- **Task brief**
Write out every item below again, requests included, and shift each point coordinate in the answers by adding -89 to it.

- **Data excerpts**
--

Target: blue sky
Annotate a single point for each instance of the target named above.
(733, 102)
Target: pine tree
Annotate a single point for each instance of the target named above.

--

- **In response**
Target: blue sky
Annotate a single point for each instance of the target named above.
(644, 13)
Target: pine tree
Annotate a single point for each instance of the target named above.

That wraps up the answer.